• [Your objective]: Find the lines holding the string "below" in the data, then copy all of them.

━━━━━━

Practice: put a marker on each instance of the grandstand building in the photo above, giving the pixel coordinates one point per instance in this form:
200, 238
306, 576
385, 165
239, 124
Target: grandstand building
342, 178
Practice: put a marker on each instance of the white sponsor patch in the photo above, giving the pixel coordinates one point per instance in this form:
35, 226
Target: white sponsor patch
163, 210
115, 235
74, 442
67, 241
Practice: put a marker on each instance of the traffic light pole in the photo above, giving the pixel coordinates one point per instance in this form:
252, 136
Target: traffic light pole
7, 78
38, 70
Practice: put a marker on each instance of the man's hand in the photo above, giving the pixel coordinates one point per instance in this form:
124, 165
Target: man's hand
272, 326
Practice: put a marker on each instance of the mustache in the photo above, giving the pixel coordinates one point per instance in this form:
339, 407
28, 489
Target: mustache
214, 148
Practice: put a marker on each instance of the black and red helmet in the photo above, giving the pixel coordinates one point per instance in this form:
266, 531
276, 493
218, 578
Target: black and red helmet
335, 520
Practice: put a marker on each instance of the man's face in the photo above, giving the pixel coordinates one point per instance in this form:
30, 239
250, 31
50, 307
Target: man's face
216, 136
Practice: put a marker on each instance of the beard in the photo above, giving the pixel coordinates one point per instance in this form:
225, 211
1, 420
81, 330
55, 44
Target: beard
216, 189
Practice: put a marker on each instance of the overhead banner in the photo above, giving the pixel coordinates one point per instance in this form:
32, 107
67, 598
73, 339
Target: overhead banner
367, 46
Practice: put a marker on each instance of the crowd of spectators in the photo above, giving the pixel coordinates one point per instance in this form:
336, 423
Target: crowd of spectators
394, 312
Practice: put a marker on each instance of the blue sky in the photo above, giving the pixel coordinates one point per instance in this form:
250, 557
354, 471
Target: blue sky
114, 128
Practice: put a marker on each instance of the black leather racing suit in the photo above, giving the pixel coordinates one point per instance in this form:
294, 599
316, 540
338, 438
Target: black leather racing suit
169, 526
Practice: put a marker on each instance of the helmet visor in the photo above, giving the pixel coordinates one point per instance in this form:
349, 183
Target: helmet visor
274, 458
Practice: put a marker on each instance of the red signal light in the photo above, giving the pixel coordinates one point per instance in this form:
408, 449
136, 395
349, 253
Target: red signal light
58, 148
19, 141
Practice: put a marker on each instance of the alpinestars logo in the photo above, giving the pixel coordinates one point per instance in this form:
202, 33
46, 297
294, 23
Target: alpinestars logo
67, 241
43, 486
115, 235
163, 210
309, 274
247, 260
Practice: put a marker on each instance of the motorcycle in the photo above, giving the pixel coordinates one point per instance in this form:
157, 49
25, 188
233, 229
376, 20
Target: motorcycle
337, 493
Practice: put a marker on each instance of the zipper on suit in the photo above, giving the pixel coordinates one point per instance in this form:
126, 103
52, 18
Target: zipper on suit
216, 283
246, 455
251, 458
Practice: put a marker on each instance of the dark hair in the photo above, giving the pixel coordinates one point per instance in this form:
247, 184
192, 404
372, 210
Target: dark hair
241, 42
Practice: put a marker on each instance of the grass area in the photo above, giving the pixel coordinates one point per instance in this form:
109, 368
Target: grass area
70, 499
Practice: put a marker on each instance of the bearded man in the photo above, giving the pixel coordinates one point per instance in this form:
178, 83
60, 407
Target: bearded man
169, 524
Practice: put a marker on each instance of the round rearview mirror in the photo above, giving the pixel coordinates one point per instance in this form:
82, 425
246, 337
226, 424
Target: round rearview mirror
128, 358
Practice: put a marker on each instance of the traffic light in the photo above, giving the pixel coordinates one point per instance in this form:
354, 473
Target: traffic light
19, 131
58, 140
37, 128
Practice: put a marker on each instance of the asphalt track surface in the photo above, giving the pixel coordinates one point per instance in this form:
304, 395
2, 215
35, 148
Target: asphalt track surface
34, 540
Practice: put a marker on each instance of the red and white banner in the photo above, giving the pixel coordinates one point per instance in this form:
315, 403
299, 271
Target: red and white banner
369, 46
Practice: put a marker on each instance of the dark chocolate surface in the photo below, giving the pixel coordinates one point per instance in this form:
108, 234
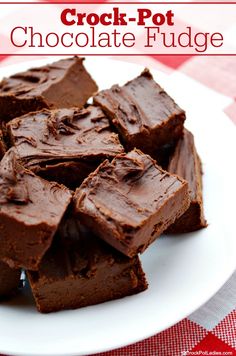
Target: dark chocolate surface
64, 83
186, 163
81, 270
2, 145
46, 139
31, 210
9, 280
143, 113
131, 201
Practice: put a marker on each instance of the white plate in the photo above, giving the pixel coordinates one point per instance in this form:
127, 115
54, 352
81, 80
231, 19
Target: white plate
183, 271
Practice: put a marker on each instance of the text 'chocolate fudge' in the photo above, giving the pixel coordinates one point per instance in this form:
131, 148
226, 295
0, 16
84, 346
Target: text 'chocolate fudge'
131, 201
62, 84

━━━━━━

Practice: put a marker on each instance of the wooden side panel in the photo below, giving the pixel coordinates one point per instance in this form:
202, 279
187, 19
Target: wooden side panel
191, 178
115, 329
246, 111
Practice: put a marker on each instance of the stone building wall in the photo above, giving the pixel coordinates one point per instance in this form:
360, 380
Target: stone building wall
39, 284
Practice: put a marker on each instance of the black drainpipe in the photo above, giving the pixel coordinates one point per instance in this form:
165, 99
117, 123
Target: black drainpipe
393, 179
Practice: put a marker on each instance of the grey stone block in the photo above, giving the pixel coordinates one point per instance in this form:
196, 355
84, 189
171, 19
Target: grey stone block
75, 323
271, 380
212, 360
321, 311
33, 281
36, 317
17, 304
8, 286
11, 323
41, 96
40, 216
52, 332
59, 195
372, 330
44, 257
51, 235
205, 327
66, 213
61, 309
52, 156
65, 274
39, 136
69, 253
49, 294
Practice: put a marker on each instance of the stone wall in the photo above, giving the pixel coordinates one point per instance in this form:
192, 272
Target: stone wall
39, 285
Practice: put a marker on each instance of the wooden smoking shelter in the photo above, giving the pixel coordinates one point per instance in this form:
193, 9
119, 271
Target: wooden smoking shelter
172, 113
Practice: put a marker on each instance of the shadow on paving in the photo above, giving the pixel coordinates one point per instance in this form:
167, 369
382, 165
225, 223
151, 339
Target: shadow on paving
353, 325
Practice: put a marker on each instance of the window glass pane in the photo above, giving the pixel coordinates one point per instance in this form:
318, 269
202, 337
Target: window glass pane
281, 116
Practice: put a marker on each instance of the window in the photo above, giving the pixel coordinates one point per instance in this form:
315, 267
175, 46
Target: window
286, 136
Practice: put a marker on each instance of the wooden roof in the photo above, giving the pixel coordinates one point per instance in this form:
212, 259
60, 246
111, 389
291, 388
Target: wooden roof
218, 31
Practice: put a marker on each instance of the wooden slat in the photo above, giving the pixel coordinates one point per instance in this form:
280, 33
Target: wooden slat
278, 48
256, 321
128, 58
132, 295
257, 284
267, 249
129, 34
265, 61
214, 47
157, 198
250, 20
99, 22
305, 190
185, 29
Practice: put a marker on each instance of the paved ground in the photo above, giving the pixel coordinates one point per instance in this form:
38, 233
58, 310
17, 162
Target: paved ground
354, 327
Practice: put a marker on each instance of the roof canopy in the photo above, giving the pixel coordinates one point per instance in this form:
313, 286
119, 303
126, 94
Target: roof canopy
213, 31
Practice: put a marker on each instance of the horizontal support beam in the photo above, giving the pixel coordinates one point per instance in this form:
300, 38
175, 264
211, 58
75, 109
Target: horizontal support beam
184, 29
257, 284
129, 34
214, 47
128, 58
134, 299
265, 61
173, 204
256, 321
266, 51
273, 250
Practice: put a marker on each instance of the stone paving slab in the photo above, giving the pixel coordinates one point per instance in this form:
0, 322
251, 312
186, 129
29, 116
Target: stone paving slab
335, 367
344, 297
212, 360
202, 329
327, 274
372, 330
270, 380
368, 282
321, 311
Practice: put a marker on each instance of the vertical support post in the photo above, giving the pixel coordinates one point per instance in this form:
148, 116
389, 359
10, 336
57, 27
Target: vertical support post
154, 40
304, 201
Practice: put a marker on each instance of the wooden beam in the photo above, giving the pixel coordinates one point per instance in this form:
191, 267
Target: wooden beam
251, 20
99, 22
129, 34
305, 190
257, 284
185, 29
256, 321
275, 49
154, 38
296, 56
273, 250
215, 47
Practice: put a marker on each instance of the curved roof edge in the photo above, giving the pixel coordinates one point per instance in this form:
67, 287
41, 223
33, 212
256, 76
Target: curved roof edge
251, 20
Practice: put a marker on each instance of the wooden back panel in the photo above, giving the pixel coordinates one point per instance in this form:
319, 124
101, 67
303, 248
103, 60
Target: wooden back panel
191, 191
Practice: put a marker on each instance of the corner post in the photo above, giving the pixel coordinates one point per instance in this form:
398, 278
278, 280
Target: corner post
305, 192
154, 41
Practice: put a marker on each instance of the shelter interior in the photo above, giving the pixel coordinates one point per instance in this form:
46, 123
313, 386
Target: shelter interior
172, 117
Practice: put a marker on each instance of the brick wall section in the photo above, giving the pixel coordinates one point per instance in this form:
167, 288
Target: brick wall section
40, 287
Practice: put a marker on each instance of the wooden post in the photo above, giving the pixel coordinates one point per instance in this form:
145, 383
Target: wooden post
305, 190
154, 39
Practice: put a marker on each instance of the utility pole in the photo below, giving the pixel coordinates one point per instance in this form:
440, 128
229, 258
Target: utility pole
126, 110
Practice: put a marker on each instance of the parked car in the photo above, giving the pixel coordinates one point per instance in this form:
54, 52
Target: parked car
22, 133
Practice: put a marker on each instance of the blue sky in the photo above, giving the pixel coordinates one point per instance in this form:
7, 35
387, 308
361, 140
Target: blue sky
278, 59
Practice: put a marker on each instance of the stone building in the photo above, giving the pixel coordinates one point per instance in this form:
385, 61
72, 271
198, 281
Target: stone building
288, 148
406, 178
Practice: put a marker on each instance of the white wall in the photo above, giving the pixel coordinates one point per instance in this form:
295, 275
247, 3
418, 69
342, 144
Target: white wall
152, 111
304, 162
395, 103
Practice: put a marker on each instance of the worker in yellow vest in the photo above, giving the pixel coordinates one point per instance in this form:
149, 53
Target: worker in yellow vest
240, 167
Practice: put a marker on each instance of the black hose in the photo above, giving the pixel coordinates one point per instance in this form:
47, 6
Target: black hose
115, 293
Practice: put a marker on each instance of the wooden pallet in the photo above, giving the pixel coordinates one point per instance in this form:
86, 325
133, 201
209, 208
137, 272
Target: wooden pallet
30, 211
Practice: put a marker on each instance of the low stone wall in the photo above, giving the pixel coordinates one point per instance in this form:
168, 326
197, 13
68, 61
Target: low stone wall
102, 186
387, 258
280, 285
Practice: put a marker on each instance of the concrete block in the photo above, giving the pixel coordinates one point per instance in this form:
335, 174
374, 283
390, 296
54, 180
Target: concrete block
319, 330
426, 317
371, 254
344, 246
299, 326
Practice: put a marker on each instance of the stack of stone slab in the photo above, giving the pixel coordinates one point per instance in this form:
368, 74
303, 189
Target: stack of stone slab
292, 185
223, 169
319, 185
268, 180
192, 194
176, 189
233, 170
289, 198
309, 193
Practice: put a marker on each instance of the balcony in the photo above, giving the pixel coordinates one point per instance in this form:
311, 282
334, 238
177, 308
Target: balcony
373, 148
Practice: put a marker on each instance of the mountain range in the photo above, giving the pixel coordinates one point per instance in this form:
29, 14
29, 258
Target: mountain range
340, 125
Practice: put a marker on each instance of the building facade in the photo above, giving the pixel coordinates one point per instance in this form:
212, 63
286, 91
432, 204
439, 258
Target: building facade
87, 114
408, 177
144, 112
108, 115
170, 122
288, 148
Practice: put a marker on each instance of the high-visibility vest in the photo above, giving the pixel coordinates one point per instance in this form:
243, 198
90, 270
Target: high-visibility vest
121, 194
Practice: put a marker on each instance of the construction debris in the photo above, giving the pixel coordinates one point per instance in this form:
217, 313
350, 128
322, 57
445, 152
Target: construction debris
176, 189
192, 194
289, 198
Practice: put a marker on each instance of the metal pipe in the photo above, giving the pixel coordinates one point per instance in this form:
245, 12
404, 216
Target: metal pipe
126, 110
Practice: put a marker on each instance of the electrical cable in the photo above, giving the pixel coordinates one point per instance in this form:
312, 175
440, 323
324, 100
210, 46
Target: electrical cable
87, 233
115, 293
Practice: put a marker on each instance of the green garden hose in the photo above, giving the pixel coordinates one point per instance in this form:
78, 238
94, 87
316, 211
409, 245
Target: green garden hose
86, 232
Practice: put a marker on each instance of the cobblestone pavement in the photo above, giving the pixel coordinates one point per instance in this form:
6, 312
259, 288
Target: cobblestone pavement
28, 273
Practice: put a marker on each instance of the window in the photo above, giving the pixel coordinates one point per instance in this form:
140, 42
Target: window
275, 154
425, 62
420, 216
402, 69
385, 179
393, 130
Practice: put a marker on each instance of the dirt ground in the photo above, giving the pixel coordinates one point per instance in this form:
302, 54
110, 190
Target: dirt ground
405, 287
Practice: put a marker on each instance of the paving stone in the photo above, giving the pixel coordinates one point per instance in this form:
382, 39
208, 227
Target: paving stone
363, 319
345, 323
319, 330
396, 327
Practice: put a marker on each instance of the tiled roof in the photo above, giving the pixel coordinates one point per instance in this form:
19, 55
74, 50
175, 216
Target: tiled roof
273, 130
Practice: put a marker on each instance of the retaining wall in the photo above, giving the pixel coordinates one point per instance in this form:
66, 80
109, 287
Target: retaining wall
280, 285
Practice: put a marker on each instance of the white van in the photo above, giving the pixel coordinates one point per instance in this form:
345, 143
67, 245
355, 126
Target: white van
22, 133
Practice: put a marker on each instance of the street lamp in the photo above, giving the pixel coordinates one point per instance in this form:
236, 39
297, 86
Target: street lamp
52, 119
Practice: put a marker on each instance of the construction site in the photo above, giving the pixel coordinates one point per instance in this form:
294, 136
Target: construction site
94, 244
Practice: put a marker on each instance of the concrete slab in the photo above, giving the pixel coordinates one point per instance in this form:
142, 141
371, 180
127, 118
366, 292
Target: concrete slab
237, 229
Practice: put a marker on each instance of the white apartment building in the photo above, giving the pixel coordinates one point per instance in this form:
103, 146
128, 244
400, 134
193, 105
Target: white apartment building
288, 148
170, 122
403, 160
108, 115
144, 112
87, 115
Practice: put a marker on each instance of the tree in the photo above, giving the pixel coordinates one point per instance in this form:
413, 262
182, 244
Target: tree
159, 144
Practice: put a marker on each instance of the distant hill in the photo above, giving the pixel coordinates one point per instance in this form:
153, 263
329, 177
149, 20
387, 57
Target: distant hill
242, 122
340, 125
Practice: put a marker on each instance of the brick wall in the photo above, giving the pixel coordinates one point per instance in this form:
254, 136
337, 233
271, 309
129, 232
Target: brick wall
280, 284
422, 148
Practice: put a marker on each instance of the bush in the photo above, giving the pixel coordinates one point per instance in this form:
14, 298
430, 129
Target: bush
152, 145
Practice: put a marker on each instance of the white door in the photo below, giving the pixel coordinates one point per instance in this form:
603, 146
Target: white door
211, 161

━━━━━━

• [Output of the task]:
Practice: put a marker on each instance of the dark chocolate surface in the photo below, giving the pixel coordinates one point per instance in this form:
Practice: put a marker on each instance of the wooden side panel in the photo below, giving the pixel coordinates one point per instance in this form:
Practice: put a marker on each instance of the utility pole in the photo below, giving the pixel coordinates one point per instance in this form:
Practice: put a marker on each instance of the white door in the photo below, giving the pixel coordinates one point per instance in this form:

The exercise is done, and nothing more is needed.